Problem requirements: Go through the data below and gather each line containing "board".

Data under study:
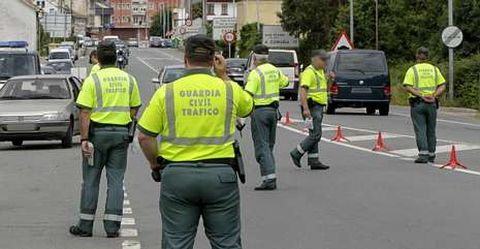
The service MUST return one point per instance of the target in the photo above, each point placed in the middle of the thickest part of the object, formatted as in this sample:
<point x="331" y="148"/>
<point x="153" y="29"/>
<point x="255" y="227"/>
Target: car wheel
<point x="371" y="110"/>
<point x="330" y="109"/>
<point x="17" y="142"/>
<point x="67" y="141"/>
<point x="384" y="110"/>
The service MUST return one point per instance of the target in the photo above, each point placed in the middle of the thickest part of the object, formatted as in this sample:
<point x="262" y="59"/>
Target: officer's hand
<point x="306" y="113"/>
<point x="85" y="150"/>
<point x="220" y="66"/>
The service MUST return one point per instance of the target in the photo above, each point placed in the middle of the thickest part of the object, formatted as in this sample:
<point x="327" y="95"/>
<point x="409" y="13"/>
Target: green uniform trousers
<point x="264" y="129"/>
<point x="191" y="190"/>
<point x="111" y="149"/>
<point x="424" y="118"/>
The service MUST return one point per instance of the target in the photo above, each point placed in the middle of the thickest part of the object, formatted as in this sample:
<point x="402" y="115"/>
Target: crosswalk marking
<point x="440" y="149"/>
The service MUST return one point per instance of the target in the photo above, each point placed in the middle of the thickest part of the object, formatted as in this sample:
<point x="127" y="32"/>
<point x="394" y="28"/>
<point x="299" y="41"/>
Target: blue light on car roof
<point x="13" y="44"/>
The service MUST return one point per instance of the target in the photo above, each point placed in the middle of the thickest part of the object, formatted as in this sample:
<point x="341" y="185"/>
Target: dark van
<point x="362" y="81"/>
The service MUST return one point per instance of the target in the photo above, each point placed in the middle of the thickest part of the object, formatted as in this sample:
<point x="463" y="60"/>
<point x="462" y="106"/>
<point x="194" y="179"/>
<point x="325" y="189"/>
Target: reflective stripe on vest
<point x="319" y="88"/>
<point x="263" y="87"/>
<point x="99" y="93"/>
<point x="417" y="80"/>
<point x="172" y="136"/>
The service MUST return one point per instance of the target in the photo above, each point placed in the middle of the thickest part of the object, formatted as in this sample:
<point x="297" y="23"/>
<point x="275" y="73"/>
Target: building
<point x="18" y="20"/>
<point x="220" y="8"/>
<point x="267" y="9"/>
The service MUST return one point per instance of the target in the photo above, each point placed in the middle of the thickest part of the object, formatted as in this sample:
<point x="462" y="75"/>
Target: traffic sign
<point x="452" y="36"/>
<point x="343" y="42"/>
<point x="229" y="37"/>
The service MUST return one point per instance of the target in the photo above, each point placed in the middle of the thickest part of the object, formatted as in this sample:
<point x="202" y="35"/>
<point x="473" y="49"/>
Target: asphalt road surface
<point x="367" y="200"/>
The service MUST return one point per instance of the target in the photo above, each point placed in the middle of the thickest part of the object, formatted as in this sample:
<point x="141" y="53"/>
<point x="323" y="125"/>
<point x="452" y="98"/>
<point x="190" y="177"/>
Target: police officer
<point x="424" y="83"/>
<point x="195" y="117"/>
<point x="264" y="83"/>
<point x="313" y="97"/>
<point x="94" y="62"/>
<point x="109" y="100"/>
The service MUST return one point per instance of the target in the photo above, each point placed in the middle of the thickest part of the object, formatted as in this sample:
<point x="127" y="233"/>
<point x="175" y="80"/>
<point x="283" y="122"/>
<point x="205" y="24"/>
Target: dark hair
<point x="92" y="54"/>
<point x="199" y="49"/>
<point x="106" y="53"/>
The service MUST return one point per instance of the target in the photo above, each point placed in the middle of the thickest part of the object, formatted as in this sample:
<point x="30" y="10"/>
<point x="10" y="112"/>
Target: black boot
<point x="317" y="165"/>
<point x="270" y="184"/>
<point x="75" y="230"/>
<point x="296" y="157"/>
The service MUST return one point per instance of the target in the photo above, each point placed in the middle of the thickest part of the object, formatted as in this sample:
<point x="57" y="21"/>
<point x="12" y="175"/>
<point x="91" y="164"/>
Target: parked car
<point x="132" y="42"/>
<point x="362" y="81"/>
<point x="16" y="59"/>
<point x="236" y="69"/>
<point x="155" y="41"/>
<point x="169" y="74"/>
<point x="39" y="107"/>
<point x="287" y="62"/>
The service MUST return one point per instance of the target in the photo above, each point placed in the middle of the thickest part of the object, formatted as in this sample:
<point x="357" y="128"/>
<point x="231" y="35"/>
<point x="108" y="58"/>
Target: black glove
<point x="157" y="176"/>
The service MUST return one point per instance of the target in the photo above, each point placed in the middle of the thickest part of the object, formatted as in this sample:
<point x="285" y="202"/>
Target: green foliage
<point x="250" y="37"/>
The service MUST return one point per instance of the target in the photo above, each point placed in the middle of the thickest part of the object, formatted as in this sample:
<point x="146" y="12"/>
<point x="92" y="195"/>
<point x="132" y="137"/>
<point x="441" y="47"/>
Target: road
<point x="366" y="200"/>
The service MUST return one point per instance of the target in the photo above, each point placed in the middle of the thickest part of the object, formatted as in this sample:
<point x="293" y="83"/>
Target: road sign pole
<point x="450" y="55"/>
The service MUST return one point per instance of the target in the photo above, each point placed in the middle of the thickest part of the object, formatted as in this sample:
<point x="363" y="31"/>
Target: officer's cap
<point x="320" y="53"/>
<point x="200" y="45"/>
<point x="422" y="50"/>
<point x="260" y="49"/>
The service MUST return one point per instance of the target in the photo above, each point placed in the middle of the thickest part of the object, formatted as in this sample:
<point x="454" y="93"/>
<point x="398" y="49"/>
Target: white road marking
<point x="128" y="232"/>
<point x="131" y="244"/>
<point x="440" y="149"/>
<point x="128" y="221"/>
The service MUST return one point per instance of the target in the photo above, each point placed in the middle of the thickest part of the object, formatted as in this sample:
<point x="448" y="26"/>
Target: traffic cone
<point x="380" y="144"/>
<point x="339" y="137"/>
<point x="454" y="163"/>
<point x="286" y="120"/>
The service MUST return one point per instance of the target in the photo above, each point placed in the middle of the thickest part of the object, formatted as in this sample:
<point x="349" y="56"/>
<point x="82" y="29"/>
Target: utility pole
<point x="351" y="22"/>
<point x="450" y="54"/>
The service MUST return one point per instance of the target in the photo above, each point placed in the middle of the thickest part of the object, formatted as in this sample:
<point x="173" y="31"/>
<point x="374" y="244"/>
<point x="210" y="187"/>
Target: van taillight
<point x="334" y="89"/>
<point x="387" y="90"/>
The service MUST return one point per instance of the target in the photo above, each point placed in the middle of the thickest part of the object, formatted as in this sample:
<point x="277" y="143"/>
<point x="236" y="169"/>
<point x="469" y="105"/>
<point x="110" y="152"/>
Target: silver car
<point x="39" y="107"/>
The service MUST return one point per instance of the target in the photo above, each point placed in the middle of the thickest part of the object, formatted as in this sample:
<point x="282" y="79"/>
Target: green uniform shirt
<point x="424" y="77"/>
<point x="110" y="94"/>
<point x="316" y="82"/>
<point x="264" y="83"/>
<point x="195" y="116"/>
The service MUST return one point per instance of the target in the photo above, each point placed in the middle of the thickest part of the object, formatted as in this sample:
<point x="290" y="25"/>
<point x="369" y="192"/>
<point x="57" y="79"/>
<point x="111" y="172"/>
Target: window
<point x="224" y="9"/>
<point x="210" y="9"/>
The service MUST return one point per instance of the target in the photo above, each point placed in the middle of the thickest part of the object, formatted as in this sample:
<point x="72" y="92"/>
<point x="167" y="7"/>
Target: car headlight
<point x="55" y="116"/>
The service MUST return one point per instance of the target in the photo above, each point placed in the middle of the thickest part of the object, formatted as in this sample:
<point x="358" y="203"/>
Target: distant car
<point x="132" y="42"/>
<point x="287" y="62"/>
<point x="236" y="68"/>
<point x="39" y="107"/>
<point x="362" y="81"/>
<point x="155" y="41"/>
<point x="61" y="67"/>
<point x="169" y="74"/>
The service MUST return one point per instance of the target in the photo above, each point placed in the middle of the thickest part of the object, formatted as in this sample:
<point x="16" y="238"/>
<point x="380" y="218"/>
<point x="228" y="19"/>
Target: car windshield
<point x="173" y="74"/>
<point x="64" y="67"/>
<point x="35" y="89"/>
<point x="361" y="62"/>
<point x="58" y="56"/>
<point x="281" y="59"/>
<point x="16" y="64"/>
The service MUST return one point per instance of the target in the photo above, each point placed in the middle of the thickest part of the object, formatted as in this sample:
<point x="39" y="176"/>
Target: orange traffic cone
<point x="286" y="120"/>
<point x="454" y="163"/>
<point x="380" y="144"/>
<point x="339" y="137"/>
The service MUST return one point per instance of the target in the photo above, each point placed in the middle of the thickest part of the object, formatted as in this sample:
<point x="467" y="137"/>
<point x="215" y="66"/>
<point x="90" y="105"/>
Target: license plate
<point x="21" y="127"/>
<point x="362" y="90"/>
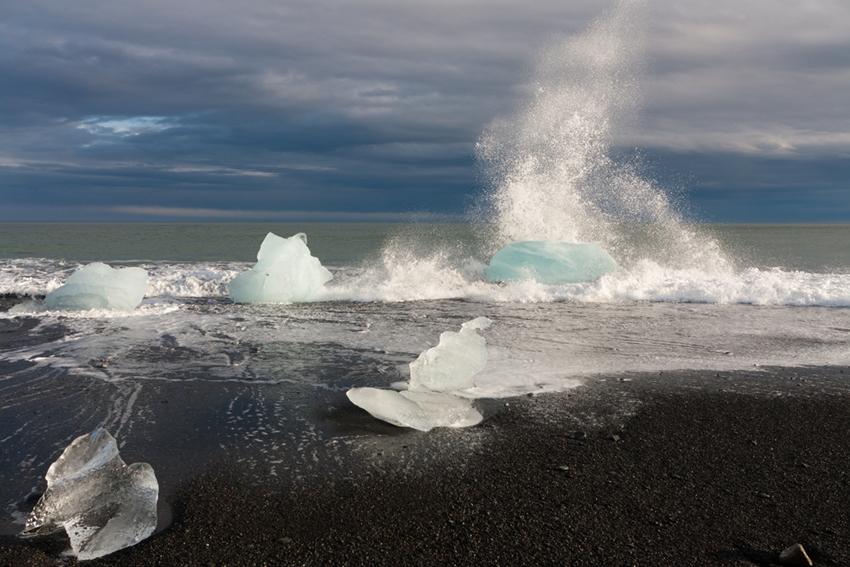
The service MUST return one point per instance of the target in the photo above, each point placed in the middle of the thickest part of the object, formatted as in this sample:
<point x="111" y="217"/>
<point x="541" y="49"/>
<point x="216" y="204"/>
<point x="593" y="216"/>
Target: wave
<point x="400" y="277"/>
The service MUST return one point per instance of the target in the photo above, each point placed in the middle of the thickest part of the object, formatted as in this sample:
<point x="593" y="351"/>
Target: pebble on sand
<point x="795" y="556"/>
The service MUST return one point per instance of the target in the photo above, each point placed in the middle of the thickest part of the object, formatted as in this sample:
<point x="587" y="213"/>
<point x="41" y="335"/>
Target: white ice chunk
<point x="285" y="272"/>
<point x="550" y="262"/>
<point x="418" y="410"/>
<point x="95" y="286"/>
<point x="429" y="402"/>
<point x="452" y="364"/>
<point x="101" y="503"/>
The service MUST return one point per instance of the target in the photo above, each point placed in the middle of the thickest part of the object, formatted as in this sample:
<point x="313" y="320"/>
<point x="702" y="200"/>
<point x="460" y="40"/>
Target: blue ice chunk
<point x="95" y="286"/>
<point x="285" y="272"/>
<point x="550" y="262"/>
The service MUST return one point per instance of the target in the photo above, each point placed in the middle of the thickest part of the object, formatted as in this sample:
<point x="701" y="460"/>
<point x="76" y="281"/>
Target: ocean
<point x="190" y="377"/>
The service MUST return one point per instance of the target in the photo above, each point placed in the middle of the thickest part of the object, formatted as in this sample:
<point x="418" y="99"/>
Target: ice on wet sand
<point x="452" y="364"/>
<point x="96" y="286"/>
<point x="550" y="262"/>
<point x="285" y="272"/>
<point x="440" y="371"/>
<point x="102" y="504"/>
<point x="417" y="410"/>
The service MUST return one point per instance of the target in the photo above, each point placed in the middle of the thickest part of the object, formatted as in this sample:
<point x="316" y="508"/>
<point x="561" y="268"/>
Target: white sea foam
<point x="401" y="277"/>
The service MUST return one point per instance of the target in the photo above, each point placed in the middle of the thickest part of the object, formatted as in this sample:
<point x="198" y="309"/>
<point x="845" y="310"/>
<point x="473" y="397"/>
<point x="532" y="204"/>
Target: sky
<point x="370" y="110"/>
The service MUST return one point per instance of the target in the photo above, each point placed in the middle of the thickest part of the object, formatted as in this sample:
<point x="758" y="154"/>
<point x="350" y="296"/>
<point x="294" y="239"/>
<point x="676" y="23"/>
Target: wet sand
<point x="694" y="471"/>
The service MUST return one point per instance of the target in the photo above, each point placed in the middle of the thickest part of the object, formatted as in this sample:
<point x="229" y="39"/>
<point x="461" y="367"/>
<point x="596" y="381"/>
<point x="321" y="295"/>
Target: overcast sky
<point x="370" y="110"/>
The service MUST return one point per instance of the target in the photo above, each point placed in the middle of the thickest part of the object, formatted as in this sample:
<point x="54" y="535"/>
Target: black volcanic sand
<point x="693" y="474"/>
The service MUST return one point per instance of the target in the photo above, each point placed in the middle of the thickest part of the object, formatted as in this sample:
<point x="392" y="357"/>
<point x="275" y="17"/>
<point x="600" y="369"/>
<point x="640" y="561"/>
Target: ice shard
<point x="550" y="262"/>
<point x="102" y="504"/>
<point x="430" y="400"/>
<point x="285" y="272"/>
<point x="418" y="410"/>
<point x="454" y="362"/>
<point x="95" y="286"/>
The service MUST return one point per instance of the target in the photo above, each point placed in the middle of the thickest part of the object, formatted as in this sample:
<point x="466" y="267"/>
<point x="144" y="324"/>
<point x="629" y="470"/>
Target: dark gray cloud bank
<point x="370" y="110"/>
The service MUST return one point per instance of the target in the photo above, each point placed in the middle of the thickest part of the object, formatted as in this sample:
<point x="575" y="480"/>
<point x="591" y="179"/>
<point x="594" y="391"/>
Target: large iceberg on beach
<point x="95" y="286"/>
<point x="550" y="262"/>
<point x="285" y="272"/>
<point x="102" y="504"/>
<point x="435" y="376"/>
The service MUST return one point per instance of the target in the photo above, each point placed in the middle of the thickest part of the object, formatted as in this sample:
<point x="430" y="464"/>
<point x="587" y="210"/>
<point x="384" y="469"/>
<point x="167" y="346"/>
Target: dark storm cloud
<point x="137" y="110"/>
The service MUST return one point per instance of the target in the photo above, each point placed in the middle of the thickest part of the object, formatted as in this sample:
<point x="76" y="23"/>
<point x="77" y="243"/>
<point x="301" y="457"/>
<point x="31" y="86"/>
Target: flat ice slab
<point x="435" y="376"/>
<point x="95" y="286"/>
<point x="102" y="504"/>
<point x="418" y="410"/>
<point x="285" y="272"/>
<point x="550" y="262"/>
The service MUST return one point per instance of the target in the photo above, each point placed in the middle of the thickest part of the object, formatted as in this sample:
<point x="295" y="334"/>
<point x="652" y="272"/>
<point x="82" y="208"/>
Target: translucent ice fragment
<point x="285" y="272"/>
<point x="101" y="503"/>
<point x="452" y="364"/>
<point x="429" y="402"/>
<point x="95" y="286"/>
<point x="418" y="410"/>
<point x="550" y="262"/>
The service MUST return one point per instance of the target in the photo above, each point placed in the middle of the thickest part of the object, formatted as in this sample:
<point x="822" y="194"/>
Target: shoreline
<point x="690" y="473"/>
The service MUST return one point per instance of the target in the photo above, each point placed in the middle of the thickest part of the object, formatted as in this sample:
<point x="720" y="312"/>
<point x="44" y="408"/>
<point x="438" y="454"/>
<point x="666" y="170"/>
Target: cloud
<point x="373" y="106"/>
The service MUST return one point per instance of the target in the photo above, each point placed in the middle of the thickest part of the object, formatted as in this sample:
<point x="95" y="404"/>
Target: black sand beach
<point x="696" y="473"/>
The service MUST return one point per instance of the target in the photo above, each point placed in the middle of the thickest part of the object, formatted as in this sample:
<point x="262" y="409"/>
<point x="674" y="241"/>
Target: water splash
<point x="552" y="169"/>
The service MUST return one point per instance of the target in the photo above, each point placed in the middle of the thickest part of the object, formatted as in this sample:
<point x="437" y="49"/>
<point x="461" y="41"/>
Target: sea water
<point x="190" y="377"/>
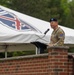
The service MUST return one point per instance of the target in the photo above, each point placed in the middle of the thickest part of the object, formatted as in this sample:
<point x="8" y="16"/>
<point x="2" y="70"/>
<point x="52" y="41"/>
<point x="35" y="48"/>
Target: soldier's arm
<point x="61" y="37"/>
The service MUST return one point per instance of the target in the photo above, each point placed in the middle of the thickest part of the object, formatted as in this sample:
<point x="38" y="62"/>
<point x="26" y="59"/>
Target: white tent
<point x="17" y="28"/>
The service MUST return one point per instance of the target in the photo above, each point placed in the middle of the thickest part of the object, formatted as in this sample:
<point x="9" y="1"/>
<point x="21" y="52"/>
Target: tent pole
<point x="6" y="51"/>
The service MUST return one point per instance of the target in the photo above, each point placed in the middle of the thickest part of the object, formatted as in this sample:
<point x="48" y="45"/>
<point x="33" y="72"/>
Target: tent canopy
<point x="18" y="28"/>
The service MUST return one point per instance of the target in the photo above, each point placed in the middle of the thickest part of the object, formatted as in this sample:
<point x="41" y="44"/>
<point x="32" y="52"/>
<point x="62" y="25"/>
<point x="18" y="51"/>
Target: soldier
<point x="58" y="35"/>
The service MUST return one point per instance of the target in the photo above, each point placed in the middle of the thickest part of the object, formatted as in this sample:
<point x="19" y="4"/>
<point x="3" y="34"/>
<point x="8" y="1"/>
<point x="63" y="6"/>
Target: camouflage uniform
<point x="57" y="37"/>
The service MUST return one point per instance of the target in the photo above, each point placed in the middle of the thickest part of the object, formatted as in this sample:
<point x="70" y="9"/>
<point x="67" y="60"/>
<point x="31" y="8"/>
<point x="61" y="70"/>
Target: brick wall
<point x="55" y="62"/>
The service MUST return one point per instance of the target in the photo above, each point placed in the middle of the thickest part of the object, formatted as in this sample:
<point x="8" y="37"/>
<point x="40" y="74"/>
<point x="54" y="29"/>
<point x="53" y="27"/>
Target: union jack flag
<point x="11" y="20"/>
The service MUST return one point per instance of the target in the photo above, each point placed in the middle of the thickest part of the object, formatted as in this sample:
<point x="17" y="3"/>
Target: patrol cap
<point x="53" y="19"/>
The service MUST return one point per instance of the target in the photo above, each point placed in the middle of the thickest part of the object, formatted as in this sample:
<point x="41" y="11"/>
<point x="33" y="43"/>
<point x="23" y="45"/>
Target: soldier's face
<point x="54" y="24"/>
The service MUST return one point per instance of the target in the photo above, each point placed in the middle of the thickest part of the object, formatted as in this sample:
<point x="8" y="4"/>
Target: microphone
<point x="46" y="31"/>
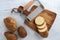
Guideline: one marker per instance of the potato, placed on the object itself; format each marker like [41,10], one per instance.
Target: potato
[22,32]
[10,24]
[10,36]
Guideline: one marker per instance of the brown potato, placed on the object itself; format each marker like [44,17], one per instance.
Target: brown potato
[10,36]
[22,32]
[10,24]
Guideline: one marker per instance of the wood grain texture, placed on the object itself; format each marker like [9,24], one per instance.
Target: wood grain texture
[49,18]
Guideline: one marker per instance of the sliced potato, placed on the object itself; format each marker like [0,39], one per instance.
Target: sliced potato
[39,20]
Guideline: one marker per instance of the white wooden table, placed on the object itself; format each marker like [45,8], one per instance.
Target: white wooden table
[5,11]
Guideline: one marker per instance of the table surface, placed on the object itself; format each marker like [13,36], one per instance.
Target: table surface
[5,11]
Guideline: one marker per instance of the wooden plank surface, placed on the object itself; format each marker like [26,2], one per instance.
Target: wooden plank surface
[47,15]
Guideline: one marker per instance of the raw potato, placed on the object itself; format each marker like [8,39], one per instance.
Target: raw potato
[10,36]
[10,24]
[39,20]
[22,32]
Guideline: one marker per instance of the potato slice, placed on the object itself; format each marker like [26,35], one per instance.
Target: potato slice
[39,20]
[10,24]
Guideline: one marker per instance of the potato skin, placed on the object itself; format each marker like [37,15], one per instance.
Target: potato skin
[10,36]
[10,24]
[22,32]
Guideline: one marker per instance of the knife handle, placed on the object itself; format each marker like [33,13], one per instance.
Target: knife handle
[31,10]
[28,5]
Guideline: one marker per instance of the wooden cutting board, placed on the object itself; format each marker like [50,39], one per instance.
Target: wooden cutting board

Answer to this exercise:
Guideline: one marker per instance of the wooden cutting board, placed on the object itself; format each marker like [50,39], one per instance.
Target: wooden cutting board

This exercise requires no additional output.